Description of the task: Locate every line in the rows below that contains the string "grassy", and copy each such line. Case counts when matching.

Source material:

----

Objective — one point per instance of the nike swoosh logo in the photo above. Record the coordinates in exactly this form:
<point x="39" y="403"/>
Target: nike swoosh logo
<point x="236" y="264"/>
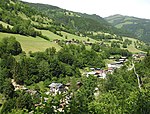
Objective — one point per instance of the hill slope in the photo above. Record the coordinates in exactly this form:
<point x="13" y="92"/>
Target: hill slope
<point x="140" y="27"/>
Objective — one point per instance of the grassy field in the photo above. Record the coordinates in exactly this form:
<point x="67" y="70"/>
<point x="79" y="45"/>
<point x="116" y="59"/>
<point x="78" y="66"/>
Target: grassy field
<point x="71" y="36"/>
<point x="29" y="43"/>
<point x="131" y="47"/>
<point x="5" y="24"/>
<point x="50" y="35"/>
<point x="124" y="23"/>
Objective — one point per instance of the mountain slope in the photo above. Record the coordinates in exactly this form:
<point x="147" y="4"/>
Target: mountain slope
<point x="77" y="22"/>
<point x="140" y="27"/>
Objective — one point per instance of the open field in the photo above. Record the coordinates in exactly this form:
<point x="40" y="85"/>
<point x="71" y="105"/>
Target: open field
<point x="50" y="35"/>
<point x="29" y="43"/>
<point x="5" y="24"/>
<point x="71" y="36"/>
<point x="131" y="47"/>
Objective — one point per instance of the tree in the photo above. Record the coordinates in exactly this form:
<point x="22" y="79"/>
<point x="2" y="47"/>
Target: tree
<point x="96" y="47"/>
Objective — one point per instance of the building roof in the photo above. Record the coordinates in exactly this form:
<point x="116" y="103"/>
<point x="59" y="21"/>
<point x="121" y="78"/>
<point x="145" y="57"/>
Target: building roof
<point x="55" y="85"/>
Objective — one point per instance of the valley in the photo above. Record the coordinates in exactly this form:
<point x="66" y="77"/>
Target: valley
<point x="54" y="61"/>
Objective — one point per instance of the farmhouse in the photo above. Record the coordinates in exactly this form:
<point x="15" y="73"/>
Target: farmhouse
<point x="56" y="88"/>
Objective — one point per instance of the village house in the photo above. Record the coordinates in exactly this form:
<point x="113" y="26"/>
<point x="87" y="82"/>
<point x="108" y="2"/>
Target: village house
<point x="97" y="72"/>
<point x="56" y="88"/>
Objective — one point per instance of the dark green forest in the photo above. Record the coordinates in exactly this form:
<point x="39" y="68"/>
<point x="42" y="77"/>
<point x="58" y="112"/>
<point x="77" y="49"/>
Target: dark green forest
<point x="139" y="27"/>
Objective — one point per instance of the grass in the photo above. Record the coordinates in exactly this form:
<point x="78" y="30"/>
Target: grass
<point x="22" y="15"/>
<point x="29" y="43"/>
<point x="124" y="23"/>
<point x="131" y="47"/>
<point x="5" y="24"/>
<point x="71" y="36"/>
<point x="50" y="35"/>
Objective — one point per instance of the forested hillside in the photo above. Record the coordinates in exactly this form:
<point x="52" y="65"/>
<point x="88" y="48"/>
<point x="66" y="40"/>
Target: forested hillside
<point x="139" y="27"/>
<point x="50" y="63"/>
<point x="78" y="22"/>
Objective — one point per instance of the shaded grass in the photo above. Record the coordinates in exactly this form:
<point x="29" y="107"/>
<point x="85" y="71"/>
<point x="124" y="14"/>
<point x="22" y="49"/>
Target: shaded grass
<point x="29" y="43"/>
<point x="131" y="47"/>
<point x="71" y="36"/>
<point x="5" y="24"/>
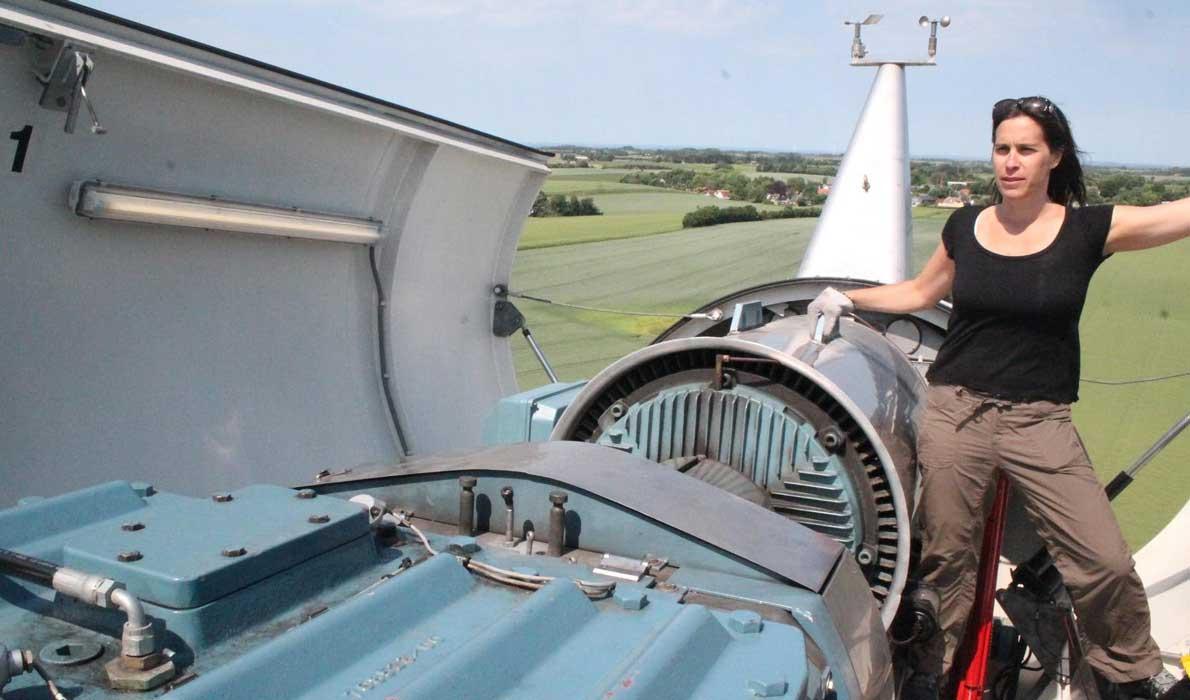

----

Correct answer:
Objective — one point per instance of the grassy field in the photo above. Record the coordinates in exactly this form:
Target: grassy field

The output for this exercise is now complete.